Multivariate statistical analysis of asynchronous lidar data and vegetation models in a neotropical forest

- Demonstrate amenability of vegetation profiles to multivariate statistics
- Using Monte Carlo simulations four lidar sensors were statistically similar
- Models of vegetation distribution were not consistent with lidar profiles
- MRPP tests revealed that models performed more poorly in low biomass plots
- Mantel tests may evaluate vertical structure change in multi-temporal datasets

In this paper, we conduct multivariate analyses of similarity amongst lidar instruments and canopy models by exploiting the similarities of binned canopy height profiles to community datasets in that we treat profile bins as “species” to calculate distance matrices between sample units. Canopy profiles were derived from lidar data using the MacArthur-Horn transformation and from field data using a model we developed that uses two sets of allometric equations describing crown shape and tree height and a third from raw field data. We conducted a statistical comparison of seven asynchronous relative vegetation profiles (RVP) derived from different methodologies between the years of 2005 and 2012. We compared three airborne lidar datasets, three modeled profiles from field data, and one terrestrial lidar dataset using pairwise Mantel tests, multi-response permutation procedure (MRPP) and a permutation-based comparison using a similarity index for within plot comparisons. We used the results of MRPP to determine possible drivers of poor agreement between instruments and models and found a moderate relationship between within-plot variability (observed delta) and estimated above ground biomass (r2 = 0.273, p < 0.05), which we attribute to poor model performance on low density/low biomass plots. In addition, correlation analysis of height metrics derived from RVPs resulted in weak correlations at low height percentiles and strong correlations at higher percentiles. Overall, we identified general similarity between lidar profiles using MRPP (lidar only A = 0.202, p < 0.001), but poorer agreement between lidar and modeled profiles (all profiles A = 0.076, p < 0.001). We attribute some of these differences to selection of canopy profile models and to approaches used for accounting for canopy occlusion in lidar transformations. In addition, we discuss the possibility of using Mantel tests to estimate temporal scales of vertical structure change in La Selva Biological Station, Costa Rica.

• _Instructions to follow_
In the lidar abstract, why do the authors treat the bins of canopy height profiles as "species"? Answer in one to three sentences. The items come from a source other than the text above.

• _Supplied entries_
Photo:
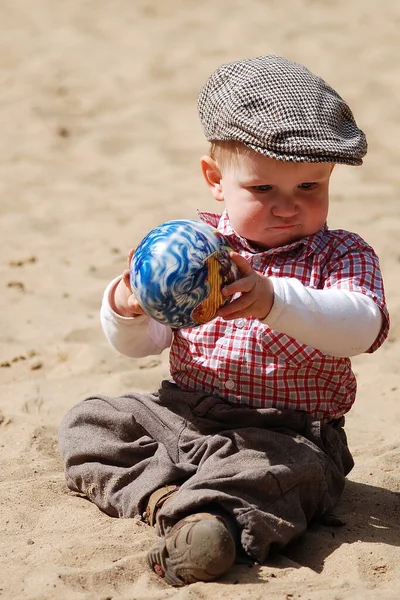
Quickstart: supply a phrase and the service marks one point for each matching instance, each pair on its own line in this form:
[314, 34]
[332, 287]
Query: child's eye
[307, 185]
[261, 188]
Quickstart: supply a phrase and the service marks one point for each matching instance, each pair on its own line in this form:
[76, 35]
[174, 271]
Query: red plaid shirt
[246, 362]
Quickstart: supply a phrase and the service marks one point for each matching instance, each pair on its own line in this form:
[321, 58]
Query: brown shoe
[200, 547]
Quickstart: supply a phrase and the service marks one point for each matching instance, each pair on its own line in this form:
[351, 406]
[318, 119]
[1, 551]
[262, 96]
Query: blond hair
[227, 152]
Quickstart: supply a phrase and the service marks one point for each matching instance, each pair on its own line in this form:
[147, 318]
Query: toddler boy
[245, 445]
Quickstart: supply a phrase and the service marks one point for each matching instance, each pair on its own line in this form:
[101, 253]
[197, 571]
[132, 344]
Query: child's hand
[123, 301]
[257, 293]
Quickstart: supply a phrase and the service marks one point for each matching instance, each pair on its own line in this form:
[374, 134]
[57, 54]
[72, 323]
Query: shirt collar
[303, 247]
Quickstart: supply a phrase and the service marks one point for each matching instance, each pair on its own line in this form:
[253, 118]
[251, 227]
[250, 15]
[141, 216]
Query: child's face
[271, 203]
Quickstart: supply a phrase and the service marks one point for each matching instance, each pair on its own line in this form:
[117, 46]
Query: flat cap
[281, 110]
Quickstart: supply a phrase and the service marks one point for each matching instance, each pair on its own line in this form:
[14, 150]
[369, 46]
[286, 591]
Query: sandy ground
[100, 141]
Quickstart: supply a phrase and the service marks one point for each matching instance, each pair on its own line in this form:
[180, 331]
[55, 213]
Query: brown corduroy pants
[272, 471]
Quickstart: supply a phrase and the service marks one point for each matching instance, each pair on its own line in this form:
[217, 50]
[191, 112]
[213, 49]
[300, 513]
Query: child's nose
[285, 206]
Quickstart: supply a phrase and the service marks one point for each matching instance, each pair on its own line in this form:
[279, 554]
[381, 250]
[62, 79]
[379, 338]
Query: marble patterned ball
[178, 270]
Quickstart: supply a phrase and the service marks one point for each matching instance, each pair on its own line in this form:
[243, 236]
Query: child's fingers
[126, 276]
[131, 253]
[244, 267]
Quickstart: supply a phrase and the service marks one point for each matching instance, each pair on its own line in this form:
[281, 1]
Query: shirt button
[229, 384]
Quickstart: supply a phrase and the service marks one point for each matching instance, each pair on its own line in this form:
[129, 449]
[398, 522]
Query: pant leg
[117, 451]
[272, 471]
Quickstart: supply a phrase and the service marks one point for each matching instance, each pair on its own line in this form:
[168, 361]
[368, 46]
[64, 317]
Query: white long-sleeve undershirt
[336, 322]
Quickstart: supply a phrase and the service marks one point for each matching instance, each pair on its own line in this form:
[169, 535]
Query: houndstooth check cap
[281, 110]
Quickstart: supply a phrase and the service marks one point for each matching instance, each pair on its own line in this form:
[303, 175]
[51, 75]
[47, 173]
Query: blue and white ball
[178, 270]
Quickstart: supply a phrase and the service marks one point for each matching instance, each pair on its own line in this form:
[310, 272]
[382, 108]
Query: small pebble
[35, 364]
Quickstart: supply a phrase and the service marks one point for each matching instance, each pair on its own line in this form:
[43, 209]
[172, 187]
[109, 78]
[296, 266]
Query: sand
[100, 141]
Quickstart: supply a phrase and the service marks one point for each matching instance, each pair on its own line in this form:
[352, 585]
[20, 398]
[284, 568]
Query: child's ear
[212, 175]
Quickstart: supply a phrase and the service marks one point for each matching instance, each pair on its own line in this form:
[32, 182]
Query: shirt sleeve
[342, 314]
[336, 322]
[132, 336]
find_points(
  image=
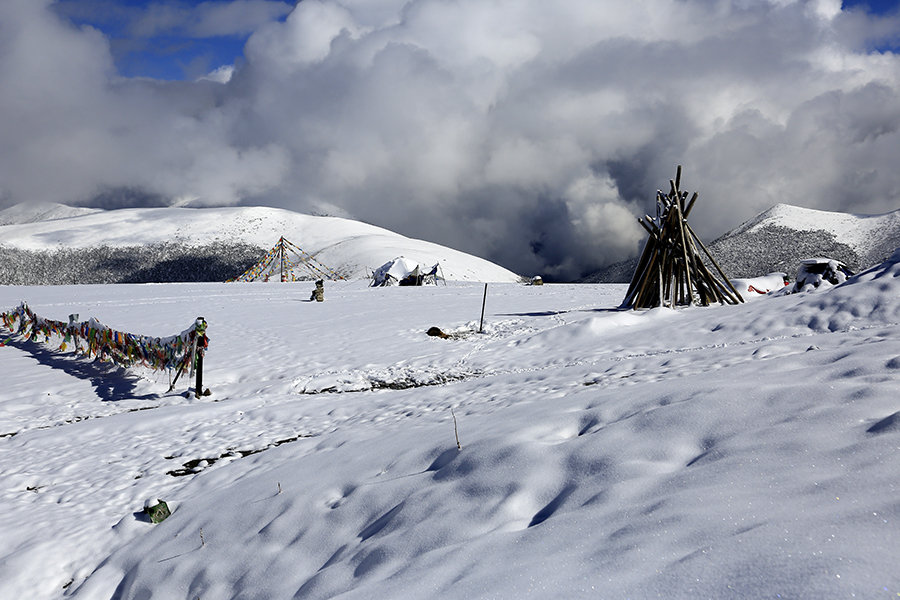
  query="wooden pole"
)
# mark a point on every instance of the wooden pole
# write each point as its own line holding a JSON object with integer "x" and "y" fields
{"x": 715, "y": 264}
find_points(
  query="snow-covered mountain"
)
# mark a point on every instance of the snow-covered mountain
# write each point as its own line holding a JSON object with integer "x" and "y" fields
{"x": 779, "y": 238}
{"x": 46, "y": 211}
{"x": 570, "y": 450}
{"x": 59, "y": 244}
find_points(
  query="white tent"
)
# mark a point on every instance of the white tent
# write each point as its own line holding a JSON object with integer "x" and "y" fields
{"x": 403, "y": 271}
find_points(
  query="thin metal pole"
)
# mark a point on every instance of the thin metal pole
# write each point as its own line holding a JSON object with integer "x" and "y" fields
{"x": 483, "y": 302}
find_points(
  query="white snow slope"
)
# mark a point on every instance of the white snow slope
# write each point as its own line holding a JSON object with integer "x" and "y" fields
{"x": 744, "y": 451}
{"x": 352, "y": 248}
{"x": 857, "y": 231}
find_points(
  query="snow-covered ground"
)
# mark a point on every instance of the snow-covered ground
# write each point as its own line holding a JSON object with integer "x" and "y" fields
{"x": 744, "y": 451}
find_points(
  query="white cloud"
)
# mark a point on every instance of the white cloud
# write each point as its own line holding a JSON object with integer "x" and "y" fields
{"x": 527, "y": 131}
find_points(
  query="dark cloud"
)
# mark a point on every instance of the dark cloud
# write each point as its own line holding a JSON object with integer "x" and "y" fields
{"x": 528, "y": 132}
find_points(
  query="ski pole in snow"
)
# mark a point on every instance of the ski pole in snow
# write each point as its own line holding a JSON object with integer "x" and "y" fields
{"x": 483, "y": 302}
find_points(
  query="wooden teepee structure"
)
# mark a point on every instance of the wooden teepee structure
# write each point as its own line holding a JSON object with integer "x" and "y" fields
{"x": 282, "y": 262}
{"x": 671, "y": 271}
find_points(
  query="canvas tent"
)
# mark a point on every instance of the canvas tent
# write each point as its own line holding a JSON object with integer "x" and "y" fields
{"x": 287, "y": 262}
{"x": 403, "y": 271}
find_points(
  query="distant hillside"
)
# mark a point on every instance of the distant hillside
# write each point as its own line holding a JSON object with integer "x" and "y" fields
{"x": 56, "y": 244}
{"x": 779, "y": 238}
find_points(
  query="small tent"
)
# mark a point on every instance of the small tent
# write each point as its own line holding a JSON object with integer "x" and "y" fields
{"x": 287, "y": 262}
{"x": 403, "y": 271}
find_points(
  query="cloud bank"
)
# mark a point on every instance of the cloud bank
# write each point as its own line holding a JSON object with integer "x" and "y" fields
{"x": 531, "y": 133}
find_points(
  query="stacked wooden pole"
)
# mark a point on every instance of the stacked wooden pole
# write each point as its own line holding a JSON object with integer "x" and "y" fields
{"x": 671, "y": 271}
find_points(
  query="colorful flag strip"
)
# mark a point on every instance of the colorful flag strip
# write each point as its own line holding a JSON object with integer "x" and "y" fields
{"x": 94, "y": 339}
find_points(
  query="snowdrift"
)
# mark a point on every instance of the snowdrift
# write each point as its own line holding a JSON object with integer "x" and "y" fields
{"x": 725, "y": 452}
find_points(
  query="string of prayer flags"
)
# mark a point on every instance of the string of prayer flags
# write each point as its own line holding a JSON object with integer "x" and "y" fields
{"x": 95, "y": 340}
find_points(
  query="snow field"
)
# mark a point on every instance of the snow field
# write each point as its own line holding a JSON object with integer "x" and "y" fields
{"x": 725, "y": 452}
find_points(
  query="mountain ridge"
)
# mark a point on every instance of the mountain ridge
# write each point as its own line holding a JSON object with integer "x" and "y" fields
{"x": 171, "y": 244}
{"x": 778, "y": 238}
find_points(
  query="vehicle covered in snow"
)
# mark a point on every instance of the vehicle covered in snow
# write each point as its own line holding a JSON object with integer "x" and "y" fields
{"x": 757, "y": 286}
{"x": 813, "y": 272}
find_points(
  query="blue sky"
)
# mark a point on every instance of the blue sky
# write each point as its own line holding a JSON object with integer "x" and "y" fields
{"x": 166, "y": 39}
{"x": 174, "y": 39}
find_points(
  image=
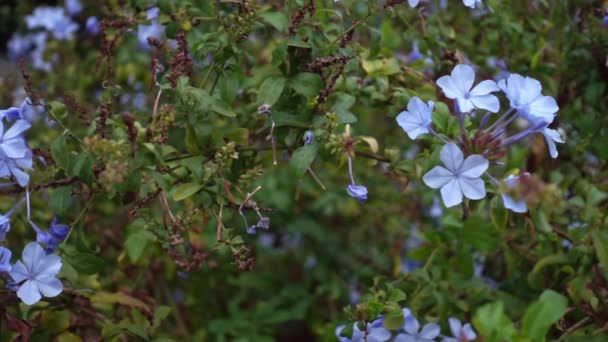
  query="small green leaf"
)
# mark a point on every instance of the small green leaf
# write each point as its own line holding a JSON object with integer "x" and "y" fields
{"x": 85, "y": 263}
{"x": 600, "y": 244}
{"x": 302, "y": 159}
{"x": 307, "y": 84}
{"x": 137, "y": 242}
{"x": 270, "y": 90}
{"x": 541, "y": 315}
{"x": 59, "y": 151}
{"x": 186, "y": 190}
{"x": 277, "y": 19}
{"x": 60, "y": 200}
{"x": 160, "y": 314}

• _Exercise result_
Binned canopy height profiles resemble community datasets. Treating each bin as a "species" therefore lets the authors calculate distance matrices between sample units and apply multivariate analyses of similarity to the lidar instruments and canopy models.